- [Short task] Repeat every line of the entries below, switching each "instance" for "occurrence" and leaving everything else unchanged. Leave out the pictures.

- [Information shown]
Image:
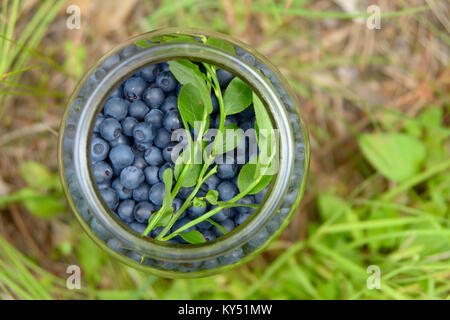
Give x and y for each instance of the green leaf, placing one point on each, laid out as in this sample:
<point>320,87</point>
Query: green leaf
<point>237,97</point>
<point>218,226</point>
<point>266,137</point>
<point>192,105</point>
<point>198,202</point>
<point>193,237</point>
<point>38,176</point>
<point>167,179</point>
<point>191,177</point>
<point>229,139</point>
<point>222,44</point>
<point>163,215</point>
<point>396,156</point>
<point>187,72</point>
<point>212,196</point>
<point>248,175</point>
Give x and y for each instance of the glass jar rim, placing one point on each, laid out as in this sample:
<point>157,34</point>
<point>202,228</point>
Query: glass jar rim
<point>199,52</point>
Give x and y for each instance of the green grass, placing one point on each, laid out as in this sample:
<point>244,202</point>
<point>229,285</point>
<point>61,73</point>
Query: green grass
<point>363,217</point>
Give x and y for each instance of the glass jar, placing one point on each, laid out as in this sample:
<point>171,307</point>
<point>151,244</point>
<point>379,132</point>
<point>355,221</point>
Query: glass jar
<point>171,260</point>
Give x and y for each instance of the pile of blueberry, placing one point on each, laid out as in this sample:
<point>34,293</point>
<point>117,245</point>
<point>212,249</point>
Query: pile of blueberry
<point>131,148</point>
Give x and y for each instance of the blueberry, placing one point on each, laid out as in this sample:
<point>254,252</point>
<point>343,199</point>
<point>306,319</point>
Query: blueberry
<point>150,72</point>
<point>144,132</point>
<point>151,175</point>
<point>163,138</point>
<point>248,199</point>
<point>259,197</point>
<point>212,182</point>
<point>171,121</point>
<point>122,139</point>
<point>195,212</point>
<point>164,66</point>
<point>241,218</point>
<point>121,156</point>
<point>155,117</point>
<point>138,109</point>
<point>156,193</point>
<point>141,192</point>
<point>116,108</point>
<point>102,172</point>
<point>166,81</point>
<point>227,190</point>
<point>223,214</point>
<point>142,146</point>
<point>143,210</point>
<point>163,168</point>
<point>153,156</point>
<point>170,104</point>
<point>138,228</point>
<point>177,91</point>
<point>99,149</point>
<point>99,230</point>
<point>127,126</point>
<point>134,87</point>
<point>117,92</point>
<point>98,122</point>
<point>226,171</point>
<point>122,192</point>
<point>167,153</point>
<point>227,224</point>
<point>224,77</point>
<point>176,205</point>
<point>153,97</point>
<point>131,177</point>
<point>110,197</point>
<point>139,161</point>
<point>125,210</point>
<point>208,235</point>
<point>110,129</point>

- [Result below]
Image:
Give x and y for each occurrence of the green leaf, placing one point on each, laid out as in this sample:
<point>320,87</point>
Query: green leaf
<point>237,97</point>
<point>218,226</point>
<point>266,137</point>
<point>192,105</point>
<point>198,202</point>
<point>193,237</point>
<point>38,176</point>
<point>167,179</point>
<point>191,177</point>
<point>229,139</point>
<point>222,44</point>
<point>163,215</point>
<point>396,156</point>
<point>187,72</point>
<point>212,196</point>
<point>248,175</point>
Give x and y for each occurrence of the glass jar rim, placing one point on each, laid out as in this sample:
<point>157,34</point>
<point>202,228</point>
Query: glass jar rim
<point>199,52</point>
Give x and y for each occurrence of the green grass, placing one point on each, laid out as in this sample:
<point>244,202</point>
<point>229,285</point>
<point>61,73</point>
Query: green grass
<point>363,217</point>
Give x and y for each occurrence of the glass jar, placing one point on each, laid out as in this sample:
<point>171,307</point>
<point>151,244</point>
<point>379,132</point>
<point>355,221</point>
Query: glass jar
<point>171,260</point>
Give x and y for each occurrence of the pile of blueberry, placing one point on each, laid out as in this sample:
<point>34,293</point>
<point>117,245</point>
<point>212,249</point>
Query: pile of blueberry
<point>131,148</point>
Give x and y for each occurrence of the blueberry, placing one point on each, laid out as in this sample:
<point>254,252</point>
<point>343,199</point>
<point>306,319</point>
Query: blueberry
<point>150,72</point>
<point>144,132</point>
<point>151,175</point>
<point>163,138</point>
<point>248,199</point>
<point>259,197</point>
<point>212,182</point>
<point>171,121</point>
<point>122,139</point>
<point>195,212</point>
<point>164,66</point>
<point>241,218</point>
<point>121,156</point>
<point>155,117</point>
<point>138,109</point>
<point>156,193</point>
<point>141,192</point>
<point>116,108</point>
<point>102,172</point>
<point>166,81</point>
<point>227,190</point>
<point>223,214</point>
<point>142,146</point>
<point>143,210</point>
<point>163,168</point>
<point>153,156</point>
<point>170,104</point>
<point>138,228</point>
<point>177,91</point>
<point>99,149</point>
<point>99,230</point>
<point>127,126</point>
<point>134,87</point>
<point>117,92</point>
<point>98,122</point>
<point>226,171</point>
<point>122,192</point>
<point>167,153</point>
<point>227,224</point>
<point>224,77</point>
<point>176,205</point>
<point>153,97</point>
<point>131,177</point>
<point>110,197</point>
<point>139,161</point>
<point>125,210</point>
<point>208,235</point>
<point>110,129</point>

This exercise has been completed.